▶ EXERCISE:
In the listing below, copy out everything from the line containing "Could you please indicate the person's" down to the end of the listing, word for word. Leave the pictures out.

┄┄┄┄┄┄┄┄┄┄

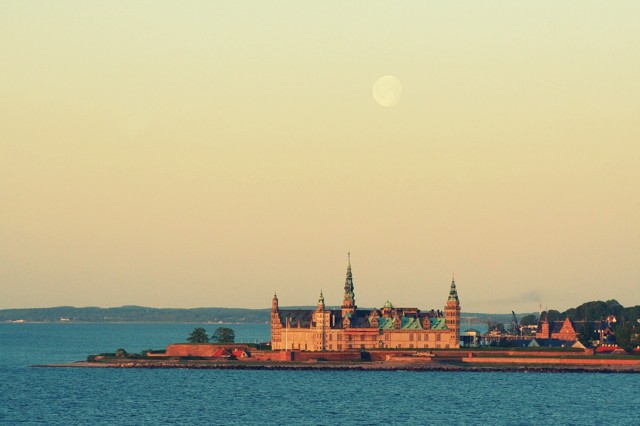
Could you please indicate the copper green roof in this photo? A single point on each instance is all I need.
(438, 324)
(411, 323)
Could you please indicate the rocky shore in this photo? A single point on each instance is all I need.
(355, 366)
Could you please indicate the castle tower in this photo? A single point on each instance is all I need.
(452, 315)
(321, 324)
(320, 306)
(349, 301)
(543, 331)
(276, 326)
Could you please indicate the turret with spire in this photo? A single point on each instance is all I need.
(320, 302)
(452, 313)
(349, 301)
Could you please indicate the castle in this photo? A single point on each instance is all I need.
(348, 328)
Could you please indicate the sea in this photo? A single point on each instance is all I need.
(99, 396)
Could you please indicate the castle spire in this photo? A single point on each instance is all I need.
(453, 293)
(321, 302)
(349, 301)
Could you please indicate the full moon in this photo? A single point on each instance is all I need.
(387, 90)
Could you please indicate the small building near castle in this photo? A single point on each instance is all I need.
(351, 328)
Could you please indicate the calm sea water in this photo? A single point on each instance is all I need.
(141, 396)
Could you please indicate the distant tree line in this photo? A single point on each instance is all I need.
(220, 335)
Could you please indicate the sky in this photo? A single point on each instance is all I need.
(209, 153)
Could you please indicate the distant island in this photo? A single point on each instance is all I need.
(132, 313)
(191, 315)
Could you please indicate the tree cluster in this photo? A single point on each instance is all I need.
(220, 335)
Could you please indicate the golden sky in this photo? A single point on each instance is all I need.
(202, 153)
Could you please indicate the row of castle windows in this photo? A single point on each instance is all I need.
(411, 346)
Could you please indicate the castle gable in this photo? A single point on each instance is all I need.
(295, 317)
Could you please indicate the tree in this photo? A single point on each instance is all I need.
(623, 332)
(198, 335)
(224, 335)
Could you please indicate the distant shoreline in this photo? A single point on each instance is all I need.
(605, 367)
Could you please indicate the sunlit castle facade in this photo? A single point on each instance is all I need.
(350, 328)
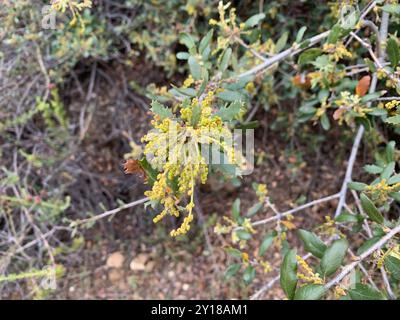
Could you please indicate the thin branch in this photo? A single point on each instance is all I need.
(111, 212)
(363, 256)
(291, 211)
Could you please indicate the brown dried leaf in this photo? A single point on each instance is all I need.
(363, 86)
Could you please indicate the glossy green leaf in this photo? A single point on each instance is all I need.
(312, 243)
(333, 257)
(310, 292)
(370, 209)
(288, 274)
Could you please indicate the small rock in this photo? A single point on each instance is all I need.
(115, 275)
(139, 263)
(115, 260)
(185, 287)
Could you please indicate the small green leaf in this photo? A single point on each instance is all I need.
(288, 274)
(312, 243)
(160, 110)
(310, 292)
(392, 8)
(373, 169)
(300, 34)
(225, 60)
(236, 210)
(254, 20)
(205, 41)
(372, 96)
(357, 186)
(249, 274)
(365, 292)
(389, 169)
(335, 34)
(393, 52)
(395, 120)
(230, 112)
(182, 55)
(395, 179)
(254, 209)
(234, 253)
(243, 234)
(195, 68)
(281, 43)
(232, 270)
(187, 40)
(368, 244)
(370, 209)
(267, 242)
(325, 122)
(392, 265)
(333, 257)
(309, 56)
(346, 217)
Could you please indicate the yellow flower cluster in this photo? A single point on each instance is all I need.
(173, 148)
(394, 104)
(262, 192)
(308, 276)
(337, 51)
(380, 191)
(74, 6)
(350, 102)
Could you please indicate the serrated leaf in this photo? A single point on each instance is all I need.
(266, 243)
(288, 274)
(309, 56)
(234, 253)
(368, 244)
(357, 186)
(373, 169)
(346, 217)
(365, 292)
(282, 41)
(236, 210)
(243, 235)
(370, 209)
(230, 112)
(194, 67)
(300, 34)
(395, 179)
(254, 20)
(333, 257)
(182, 55)
(392, 265)
(225, 60)
(392, 8)
(310, 292)
(389, 169)
(187, 40)
(249, 274)
(254, 209)
(393, 52)
(312, 243)
(232, 270)
(160, 110)
(205, 41)
(393, 120)
(372, 96)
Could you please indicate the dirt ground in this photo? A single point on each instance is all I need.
(127, 257)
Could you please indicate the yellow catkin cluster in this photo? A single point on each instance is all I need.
(380, 191)
(172, 148)
(262, 192)
(308, 276)
(337, 51)
(392, 105)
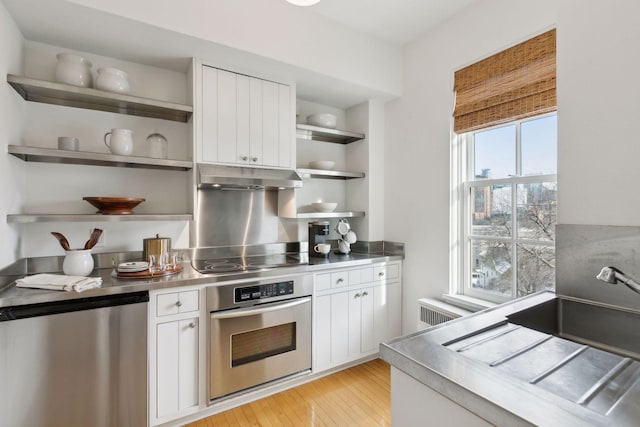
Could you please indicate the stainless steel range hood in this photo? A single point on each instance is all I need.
(218, 176)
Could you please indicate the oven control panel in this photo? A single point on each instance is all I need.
(249, 293)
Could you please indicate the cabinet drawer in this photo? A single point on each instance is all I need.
(323, 282)
(386, 272)
(340, 279)
(177, 302)
(366, 275)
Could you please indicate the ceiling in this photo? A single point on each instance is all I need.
(395, 21)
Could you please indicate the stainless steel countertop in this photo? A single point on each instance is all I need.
(432, 357)
(10, 295)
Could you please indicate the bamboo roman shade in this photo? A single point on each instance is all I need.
(516, 83)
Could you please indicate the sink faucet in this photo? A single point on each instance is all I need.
(613, 275)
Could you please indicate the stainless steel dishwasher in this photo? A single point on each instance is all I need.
(80, 362)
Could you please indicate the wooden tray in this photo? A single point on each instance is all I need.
(146, 274)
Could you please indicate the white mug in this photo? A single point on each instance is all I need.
(121, 141)
(68, 143)
(350, 237)
(322, 248)
(343, 227)
(344, 246)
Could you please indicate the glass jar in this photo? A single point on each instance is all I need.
(157, 146)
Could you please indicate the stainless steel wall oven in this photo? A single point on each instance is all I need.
(259, 331)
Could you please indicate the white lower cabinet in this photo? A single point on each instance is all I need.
(174, 355)
(177, 367)
(351, 321)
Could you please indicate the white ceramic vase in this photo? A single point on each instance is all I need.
(78, 262)
(73, 70)
(112, 80)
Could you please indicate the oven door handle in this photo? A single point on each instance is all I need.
(256, 311)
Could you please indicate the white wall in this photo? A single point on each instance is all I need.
(59, 189)
(11, 120)
(598, 112)
(275, 30)
(417, 182)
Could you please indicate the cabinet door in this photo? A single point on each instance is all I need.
(177, 366)
(322, 333)
(256, 121)
(285, 127)
(386, 307)
(339, 331)
(355, 322)
(227, 116)
(244, 119)
(270, 124)
(368, 338)
(209, 114)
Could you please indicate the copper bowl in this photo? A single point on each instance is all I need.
(114, 205)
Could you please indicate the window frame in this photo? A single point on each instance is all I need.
(462, 168)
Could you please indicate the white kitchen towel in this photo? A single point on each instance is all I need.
(59, 282)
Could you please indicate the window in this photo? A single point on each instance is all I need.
(507, 209)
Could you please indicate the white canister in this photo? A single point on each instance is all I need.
(78, 262)
(157, 146)
(112, 80)
(73, 70)
(120, 141)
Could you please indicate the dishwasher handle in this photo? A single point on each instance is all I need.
(17, 312)
(254, 311)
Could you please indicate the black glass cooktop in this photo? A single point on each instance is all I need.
(237, 264)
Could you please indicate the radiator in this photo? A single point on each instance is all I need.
(433, 312)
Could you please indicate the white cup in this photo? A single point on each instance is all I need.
(68, 143)
(344, 246)
(322, 248)
(121, 141)
(350, 237)
(343, 227)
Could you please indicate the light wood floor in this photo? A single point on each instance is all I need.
(358, 396)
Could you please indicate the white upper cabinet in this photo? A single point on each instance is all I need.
(246, 121)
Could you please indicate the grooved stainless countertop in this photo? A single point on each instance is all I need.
(10, 295)
(509, 374)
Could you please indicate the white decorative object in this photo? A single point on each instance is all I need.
(324, 206)
(112, 80)
(73, 70)
(323, 120)
(157, 146)
(120, 142)
(68, 143)
(78, 262)
(322, 164)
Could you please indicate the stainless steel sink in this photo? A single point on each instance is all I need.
(612, 329)
(586, 353)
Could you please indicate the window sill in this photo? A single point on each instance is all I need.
(467, 303)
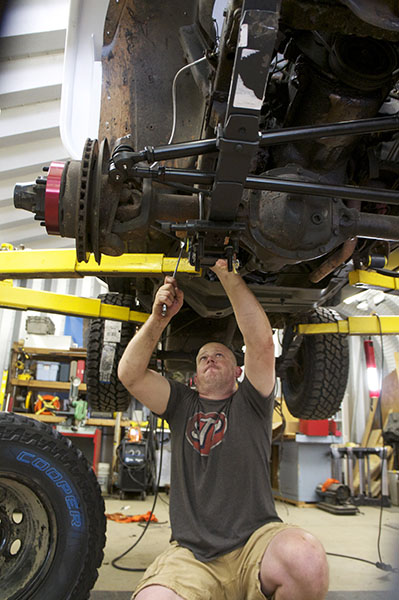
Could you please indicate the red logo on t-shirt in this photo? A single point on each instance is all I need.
(206, 430)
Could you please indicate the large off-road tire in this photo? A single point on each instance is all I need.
(107, 396)
(52, 522)
(315, 382)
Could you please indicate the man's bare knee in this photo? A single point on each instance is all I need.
(295, 565)
(157, 592)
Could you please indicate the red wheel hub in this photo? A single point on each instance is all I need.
(52, 198)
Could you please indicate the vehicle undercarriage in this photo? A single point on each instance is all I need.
(270, 141)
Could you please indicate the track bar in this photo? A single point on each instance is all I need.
(348, 192)
(270, 138)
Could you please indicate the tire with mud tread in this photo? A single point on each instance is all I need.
(52, 521)
(314, 384)
(111, 396)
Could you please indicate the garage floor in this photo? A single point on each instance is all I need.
(352, 535)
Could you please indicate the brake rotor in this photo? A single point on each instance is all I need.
(86, 195)
(101, 171)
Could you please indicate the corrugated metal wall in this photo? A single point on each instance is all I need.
(32, 39)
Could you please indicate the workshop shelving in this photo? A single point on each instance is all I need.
(31, 356)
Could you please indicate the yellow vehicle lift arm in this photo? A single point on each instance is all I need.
(31, 264)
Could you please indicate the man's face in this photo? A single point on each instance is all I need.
(216, 366)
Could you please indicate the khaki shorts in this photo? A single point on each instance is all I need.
(233, 576)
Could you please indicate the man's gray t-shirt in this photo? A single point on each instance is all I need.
(220, 479)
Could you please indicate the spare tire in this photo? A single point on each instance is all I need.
(315, 379)
(52, 521)
(110, 395)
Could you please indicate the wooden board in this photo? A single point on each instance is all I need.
(299, 503)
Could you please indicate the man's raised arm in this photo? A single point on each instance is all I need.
(254, 326)
(149, 387)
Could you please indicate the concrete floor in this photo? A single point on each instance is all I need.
(352, 535)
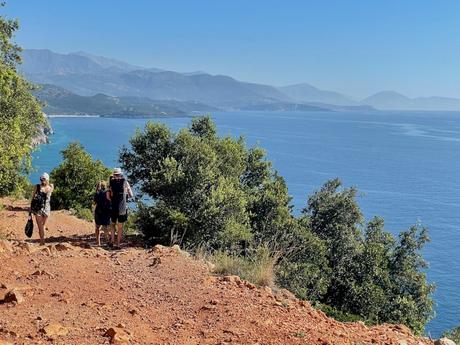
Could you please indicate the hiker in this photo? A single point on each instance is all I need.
(119, 192)
(102, 210)
(40, 204)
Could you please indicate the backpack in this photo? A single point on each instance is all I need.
(39, 200)
(102, 203)
(117, 186)
(29, 229)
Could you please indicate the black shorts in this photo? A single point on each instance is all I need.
(120, 218)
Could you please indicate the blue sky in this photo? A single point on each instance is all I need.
(357, 47)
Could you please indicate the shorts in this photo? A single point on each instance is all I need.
(120, 218)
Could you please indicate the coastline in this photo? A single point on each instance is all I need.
(54, 116)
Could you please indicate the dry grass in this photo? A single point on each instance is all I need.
(258, 269)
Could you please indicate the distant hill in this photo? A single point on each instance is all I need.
(308, 93)
(285, 106)
(87, 75)
(60, 101)
(391, 100)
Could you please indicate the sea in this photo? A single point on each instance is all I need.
(406, 166)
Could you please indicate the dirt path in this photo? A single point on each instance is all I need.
(74, 294)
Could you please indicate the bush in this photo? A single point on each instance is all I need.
(83, 213)
(20, 115)
(338, 314)
(258, 269)
(76, 178)
(204, 188)
(216, 191)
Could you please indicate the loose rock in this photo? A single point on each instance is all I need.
(444, 341)
(54, 330)
(13, 296)
(118, 335)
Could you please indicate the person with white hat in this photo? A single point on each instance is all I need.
(119, 192)
(40, 204)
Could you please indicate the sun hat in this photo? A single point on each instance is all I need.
(45, 176)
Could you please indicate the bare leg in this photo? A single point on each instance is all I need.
(98, 235)
(41, 220)
(120, 232)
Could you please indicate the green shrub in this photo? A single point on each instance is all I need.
(257, 269)
(20, 114)
(83, 213)
(76, 178)
(338, 315)
(206, 189)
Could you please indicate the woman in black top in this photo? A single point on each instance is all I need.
(102, 210)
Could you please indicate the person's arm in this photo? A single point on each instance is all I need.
(129, 190)
(33, 194)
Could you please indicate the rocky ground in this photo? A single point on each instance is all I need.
(71, 292)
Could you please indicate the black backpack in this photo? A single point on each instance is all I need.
(29, 229)
(39, 200)
(117, 186)
(102, 203)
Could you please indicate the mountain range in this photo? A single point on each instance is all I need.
(140, 88)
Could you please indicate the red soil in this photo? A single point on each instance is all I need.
(155, 296)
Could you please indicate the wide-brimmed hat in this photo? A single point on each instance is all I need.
(45, 176)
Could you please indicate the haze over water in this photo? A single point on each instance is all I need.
(406, 164)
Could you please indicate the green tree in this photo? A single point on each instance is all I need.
(20, 114)
(372, 274)
(334, 216)
(75, 179)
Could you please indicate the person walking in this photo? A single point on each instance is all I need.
(119, 192)
(40, 204)
(101, 211)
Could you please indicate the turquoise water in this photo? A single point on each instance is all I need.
(405, 164)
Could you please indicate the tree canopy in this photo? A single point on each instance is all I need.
(76, 178)
(206, 189)
(20, 114)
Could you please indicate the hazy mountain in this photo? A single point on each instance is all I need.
(284, 106)
(107, 63)
(308, 93)
(391, 100)
(87, 75)
(46, 62)
(60, 101)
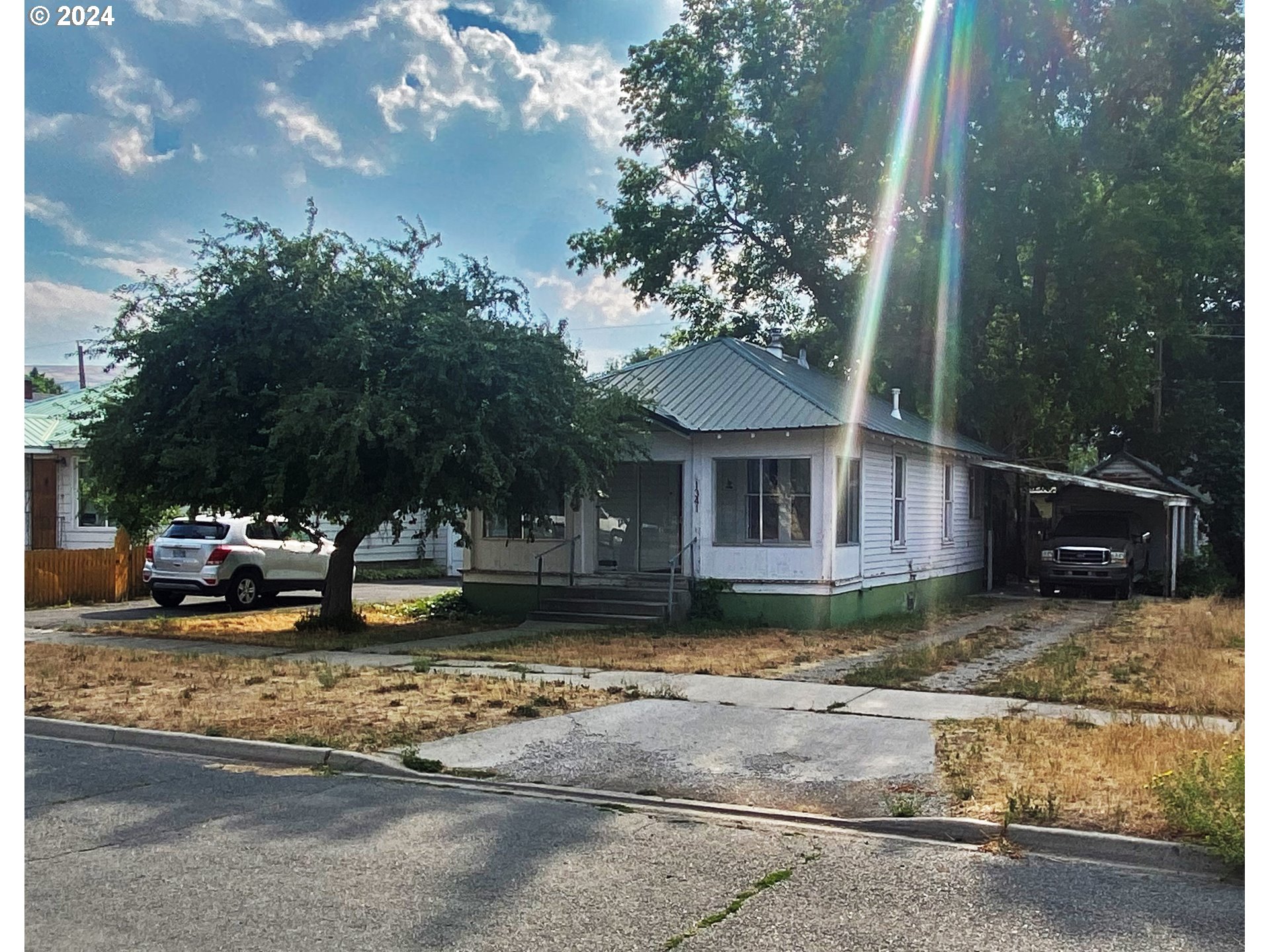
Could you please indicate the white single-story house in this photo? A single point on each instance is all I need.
(62, 513)
(747, 483)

┄┄┄┄┄┄┄┄┄┄

▶ RESULT:
Could you please indicate the person's arm in this photo? A single point on each instance is all I need.
(129, 190)
(33, 194)
Could you please indicate the rocky ground in this photo? A single point on each instance is all I need.
(71, 292)
Could you please indicate the black backpack in this photo? A single point on each instance is all I need.
(29, 229)
(39, 200)
(117, 186)
(102, 203)
Could you please indicate the mountain range in this photo? A single point on each instance is all I need.
(140, 88)
Could you please indicate the red soil in this photo? A single point on each instance is all I need.
(155, 296)
Could you please indicate the wide-brimmed hat in this photo? A single point on each instance is all I need.
(45, 176)
Could you please indicate the haze over water in this photo? A single point on each instance is all I need.
(406, 164)
Could you please indicate the green tree in this photo? A single point on each instance is all I need.
(20, 114)
(372, 274)
(334, 216)
(75, 179)
Could you please indicate the person walking in this photo? A single point on each instance is all I need.
(119, 192)
(40, 204)
(101, 211)
Could you please indicate the turquoise water in this photo? A single point on each instance is all I need.
(405, 164)
Could you please indicate the tree canopy in this photo? A single point on each instance is all I need.
(76, 178)
(206, 189)
(20, 114)
Could you please indicate the hazy mountain in this photo? A single point on each instance is all I need.
(284, 106)
(107, 63)
(308, 93)
(391, 100)
(87, 75)
(46, 62)
(60, 101)
Could you please indicate the white single-story house in this photo? A single point on each instance is all I need.
(62, 513)
(747, 483)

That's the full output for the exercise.